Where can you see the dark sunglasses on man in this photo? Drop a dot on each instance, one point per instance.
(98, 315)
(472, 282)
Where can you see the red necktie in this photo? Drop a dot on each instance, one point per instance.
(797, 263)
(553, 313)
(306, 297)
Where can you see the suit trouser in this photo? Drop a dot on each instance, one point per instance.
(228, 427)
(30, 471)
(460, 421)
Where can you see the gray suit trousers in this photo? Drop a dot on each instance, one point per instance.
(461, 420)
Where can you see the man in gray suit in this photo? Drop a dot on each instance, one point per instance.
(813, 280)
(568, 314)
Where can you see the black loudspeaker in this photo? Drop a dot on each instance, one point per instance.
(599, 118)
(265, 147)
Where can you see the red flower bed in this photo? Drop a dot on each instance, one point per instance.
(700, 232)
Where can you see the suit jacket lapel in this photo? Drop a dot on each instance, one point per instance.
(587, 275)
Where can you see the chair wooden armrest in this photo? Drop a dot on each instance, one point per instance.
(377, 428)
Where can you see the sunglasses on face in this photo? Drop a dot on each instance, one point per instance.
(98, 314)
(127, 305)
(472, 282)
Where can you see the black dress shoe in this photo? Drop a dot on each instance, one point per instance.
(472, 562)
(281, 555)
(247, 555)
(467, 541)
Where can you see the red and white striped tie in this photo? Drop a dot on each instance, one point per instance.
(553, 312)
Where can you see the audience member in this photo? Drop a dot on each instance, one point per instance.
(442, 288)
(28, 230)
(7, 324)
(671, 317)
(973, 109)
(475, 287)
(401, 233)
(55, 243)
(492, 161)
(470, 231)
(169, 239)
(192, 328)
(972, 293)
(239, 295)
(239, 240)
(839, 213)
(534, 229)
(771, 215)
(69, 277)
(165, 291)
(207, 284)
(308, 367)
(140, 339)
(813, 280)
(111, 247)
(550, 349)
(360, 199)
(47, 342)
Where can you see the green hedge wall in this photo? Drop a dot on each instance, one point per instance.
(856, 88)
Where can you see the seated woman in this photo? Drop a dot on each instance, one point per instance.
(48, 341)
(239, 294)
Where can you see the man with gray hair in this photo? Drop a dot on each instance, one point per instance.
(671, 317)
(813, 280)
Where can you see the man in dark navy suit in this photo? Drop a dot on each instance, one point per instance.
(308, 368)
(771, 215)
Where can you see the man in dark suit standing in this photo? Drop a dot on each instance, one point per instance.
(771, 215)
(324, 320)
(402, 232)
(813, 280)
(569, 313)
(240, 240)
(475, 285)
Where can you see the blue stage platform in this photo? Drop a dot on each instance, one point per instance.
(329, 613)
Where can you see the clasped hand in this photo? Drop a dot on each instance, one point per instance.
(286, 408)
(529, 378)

- [Work instruction] Once more, write out the entries exactly as they were written.

- [Final answer]
Where can you see the dark sunglasses on man in this photo? Drop a dot on each instance, one point per instance.
(98, 315)
(472, 282)
Where can you see the red necktie in this photo? Drop a dot on each instance, one point per instance.
(797, 263)
(553, 313)
(306, 297)
Where can you see the suit trouser in this photo? Drop a dot on each instance, one point per instance.
(228, 427)
(30, 471)
(460, 421)
Where can you see the gray suit trousers in this photo? Drop a dot on each instance, one point per instance.
(461, 420)
Where can you see the man in gray suit in this photo? Drop a dot on each instance, one point per instance.
(813, 280)
(568, 314)
Where can you see the black loudspeaker in this photo? Drop a dot on each instance, one point per instance.
(599, 118)
(265, 147)
Where can you see the red flower bed in this photo? Drop a dot on each instance, one point per instance.
(700, 232)
Where can you see the suit jacket lapel in this photo? Drop a dot on each instance, one point per instance.
(587, 275)
Where can you see the chair wooden armrest in this photo? Drop a dot on each instance, one point per instance.
(377, 428)
Where can you see the sunglasses on face in this photo? Drop a dot on each instance, one point per instance.
(98, 314)
(127, 305)
(472, 282)
Where can you see the black dress shoe in this photo? Drop a dot on each instance, one point per instance.
(472, 562)
(281, 555)
(247, 555)
(467, 541)
Where can you see the red and white striped tie in this photo? Drop a dot on each instance, one point per instance.
(553, 312)
Where can you see the audience member in this photo? Drop a dot on each instance, one point per instance.
(442, 288)
(28, 230)
(7, 324)
(671, 317)
(973, 109)
(475, 287)
(401, 233)
(55, 243)
(492, 161)
(470, 231)
(169, 239)
(192, 328)
(972, 293)
(239, 295)
(239, 240)
(839, 213)
(534, 229)
(771, 215)
(69, 277)
(165, 291)
(207, 284)
(308, 367)
(140, 339)
(813, 280)
(111, 247)
(550, 349)
(360, 199)
(47, 342)
Where can you see the green hedge wall in this photo? Drop a dot on each instance, one point per instance.
(856, 88)
Where can you see the seated woman in this photo? Drop a dot on each instance, one point per instance.
(48, 341)
(239, 294)
Where can you see the man with gray hair in this photo? Drop a dot on each instance, one point per instance.
(671, 317)
(813, 280)
Where can you see the man in dark navy suit in this photo? Drop a dot on each instance, one point per instance.
(308, 368)
(771, 215)
Where can you see the man in dark suit standing in this photo? Drop a dot on each instance, one point per instance.
(771, 215)
(324, 320)
(402, 232)
(813, 280)
(569, 313)
(240, 240)
(475, 285)
Where can you see the blue stage platform in this photo? Drop a dot on each instance, one point per instance.
(329, 613)
Where can you see the clasped hand in this photo? Drop a dot on each instance, one point per instance.
(286, 408)
(529, 378)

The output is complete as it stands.